● REQUIRED TASK
Return the records that follow, matching each one exactly.
— Begin —
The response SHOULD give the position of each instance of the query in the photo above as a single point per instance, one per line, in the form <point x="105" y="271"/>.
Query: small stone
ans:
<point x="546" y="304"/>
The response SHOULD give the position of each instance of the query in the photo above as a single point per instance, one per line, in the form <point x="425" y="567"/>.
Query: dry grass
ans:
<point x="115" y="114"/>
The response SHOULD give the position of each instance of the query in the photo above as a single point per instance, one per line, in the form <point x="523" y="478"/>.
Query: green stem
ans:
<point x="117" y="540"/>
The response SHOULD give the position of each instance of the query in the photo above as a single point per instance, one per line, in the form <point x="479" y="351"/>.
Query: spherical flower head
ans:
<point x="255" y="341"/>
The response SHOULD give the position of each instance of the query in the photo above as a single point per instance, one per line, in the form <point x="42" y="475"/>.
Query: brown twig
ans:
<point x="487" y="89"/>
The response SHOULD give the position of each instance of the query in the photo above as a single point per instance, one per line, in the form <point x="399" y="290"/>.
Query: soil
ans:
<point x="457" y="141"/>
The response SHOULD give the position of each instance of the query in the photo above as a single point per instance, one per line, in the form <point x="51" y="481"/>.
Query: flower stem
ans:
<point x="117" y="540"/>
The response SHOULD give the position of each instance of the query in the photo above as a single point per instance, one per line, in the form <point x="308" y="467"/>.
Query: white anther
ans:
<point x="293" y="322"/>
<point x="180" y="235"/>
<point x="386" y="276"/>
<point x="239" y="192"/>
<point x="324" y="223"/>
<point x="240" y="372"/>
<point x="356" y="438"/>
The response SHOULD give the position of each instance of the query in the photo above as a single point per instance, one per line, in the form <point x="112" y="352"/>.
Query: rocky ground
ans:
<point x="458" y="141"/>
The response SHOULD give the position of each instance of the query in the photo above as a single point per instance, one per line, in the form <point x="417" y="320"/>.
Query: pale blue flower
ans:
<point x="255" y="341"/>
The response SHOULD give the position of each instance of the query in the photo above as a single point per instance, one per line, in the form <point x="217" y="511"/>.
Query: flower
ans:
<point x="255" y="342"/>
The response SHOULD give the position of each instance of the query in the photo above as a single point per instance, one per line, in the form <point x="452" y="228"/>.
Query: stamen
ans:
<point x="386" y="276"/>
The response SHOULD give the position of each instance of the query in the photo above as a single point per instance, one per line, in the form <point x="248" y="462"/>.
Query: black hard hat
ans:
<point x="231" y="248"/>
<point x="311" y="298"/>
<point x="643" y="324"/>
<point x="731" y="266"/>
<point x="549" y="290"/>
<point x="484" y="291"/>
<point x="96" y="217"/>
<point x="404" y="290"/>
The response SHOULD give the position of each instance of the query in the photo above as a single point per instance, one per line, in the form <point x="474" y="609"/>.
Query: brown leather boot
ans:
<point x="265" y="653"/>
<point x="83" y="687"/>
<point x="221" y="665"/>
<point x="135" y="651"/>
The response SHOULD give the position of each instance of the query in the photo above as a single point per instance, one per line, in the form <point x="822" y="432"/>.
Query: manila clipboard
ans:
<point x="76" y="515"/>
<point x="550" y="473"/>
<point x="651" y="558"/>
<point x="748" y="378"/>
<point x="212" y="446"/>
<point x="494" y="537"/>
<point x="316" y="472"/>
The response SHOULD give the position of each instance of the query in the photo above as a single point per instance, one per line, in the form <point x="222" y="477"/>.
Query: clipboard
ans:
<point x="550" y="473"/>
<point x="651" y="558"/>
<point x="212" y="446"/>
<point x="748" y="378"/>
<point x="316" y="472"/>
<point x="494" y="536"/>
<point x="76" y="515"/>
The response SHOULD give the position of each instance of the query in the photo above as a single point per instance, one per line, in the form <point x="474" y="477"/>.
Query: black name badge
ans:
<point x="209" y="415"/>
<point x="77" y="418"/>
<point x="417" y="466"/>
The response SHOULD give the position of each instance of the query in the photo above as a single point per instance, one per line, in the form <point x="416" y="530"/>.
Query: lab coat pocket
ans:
— End —
● TASK ANSWER
The response SHOULD give the position of each instance of the query in the photo above as a single point per instance, one per line, in the form <point x="105" y="271"/>.
Query: small stone
ans:
<point x="546" y="304"/>
The response SHOULD give the position of each instance of the query in the photo above as a single point per instance, one per line, in the form <point x="425" y="567"/>.
Query: dry grass
ans:
<point x="115" y="114"/>
The response SHOULD give the position of each instance of the query in the photo above as a single point per instance, one per line, in the form <point x="523" y="478"/>.
Query: green stem
ans:
<point x="117" y="540"/>
The response SHOULD give the position of each instance of the query in the photo above as a single point per instance, one per line, in the form <point x="479" y="351"/>.
Query: spherical flower head
ans:
<point x="255" y="341"/>
The response SHOULD give the position of each instance of the query in the photo above as a single point per instance, one per line, in the form <point x="42" y="475"/>.
Query: brown twig
ans:
<point x="487" y="89"/>
The response SHOULD give the position of each instance of the query in the photo above as a single point per instance, one per line, in the form <point x="399" y="290"/>.
Query: soil
ans:
<point x="457" y="141"/>
The response SHOULD give the position of each instance of the query in the photo above as a single point per instance, one per line, in the form <point x="51" y="481"/>.
Query: flower stem
ans:
<point x="117" y="540"/>
The response SHOULD give the position of each instance of the query in the photo above as a single point per instance, one per line, in the form <point x="308" y="467"/>.
Query: white anther
ans:
<point x="293" y="322"/>
<point x="180" y="235"/>
<point x="386" y="276"/>
<point x="239" y="192"/>
<point x="324" y="223"/>
<point x="240" y="372"/>
<point x="356" y="438"/>
The response SHOULD give the position of each instance of the query in the photo above as a single point per instance, one per line, in the form <point x="112" y="352"/>.
Query: rocky ground
ans:
<point x="458" y="141"/>
The response SHOULD give the position of each instance of the query in the photo above as a single point per instance, one per line, in the form <point x="417" y="320"/>.
Query: pale blue flower
ans:
<point x="255" y="341"/>
The response SHOULD give the position of each instance of the query in the photo above as a single point per instance, one per line, in the form <point x="217" y="511"/>.
Query: flower
ans:
<point x="255" y="342"/>
The response SHOULD give the position of each instance of the query in the photo above as a single point per instance, one per line, in the form <point x="452" y="228"/>.
Query: stamen
ans:
<point x="386" y="276"/>
The response SHOULD give the position of each instance of the query in the photo above as a single point per instance, one per line, in the form <point x="248" y="462"/>.
Query: black hard hat
ans:
<point x="231" y="248"/>
<point x="311" y="298"/>
<point x="643" y="324"/>
<point x="731" y="266"/>
<point x="549" y="290"/>
<point x="484" y="291"/>
<point x="96" y="217"/>
<point x="404" y="290"/>
The response SHOULD give the position of each instance of the query in the photo above as a single point per instance, one per line, in the form <point x="474" y="609"/>.
Query: brown leather boot
ans:
<point x="265" y="653"/>
<point x="83" y="687"/>
<point x="221" y="665"/>
<point x="135" y="651"/>
The response SHOULD give the position of each instance of the query in the photo above as a single point per instance, one per line, in the form <point x="822" y="432"/>.
Query: manila clipboard
ans:
<point x="76" y="515"/>
<point x="550" y="473"/>
<point x="651" y="558"/>
<point x="748" y="378"/>
<point x="212" y="446"/>
<point x="494" y="537"/>
<point x="316" y="472"/>
The response SHOULD give the position of each instance of the query in the photo above as a single point per instance, one per line, in the form <point x="222" y="477"/>.
Query: clipboard
ans:
<point x="550" y="473"/>
<point x="651" y="558"/>
<point x="212" y="446"/>
<point x="748" y="378"/>
<point x="316" y="472"/>
<point x="494" y="536"/>
<point x="76" y="515"/>
The response SHOULD give the position of each instance of the query in the photo above as a single point per instance, one per line, in the form <point x="474" y="477"/>.
Query: black name badge
ans:
<point x="209" y="415"/>
<point x="77" y="418"/>
<point x="417" y="466"/>
The response SHOULD give the position of each instance of the query in the photo above as a single point per instance, one per line, in the form <point x="416" y="530"/>.
Query: lab coat pocket
ans:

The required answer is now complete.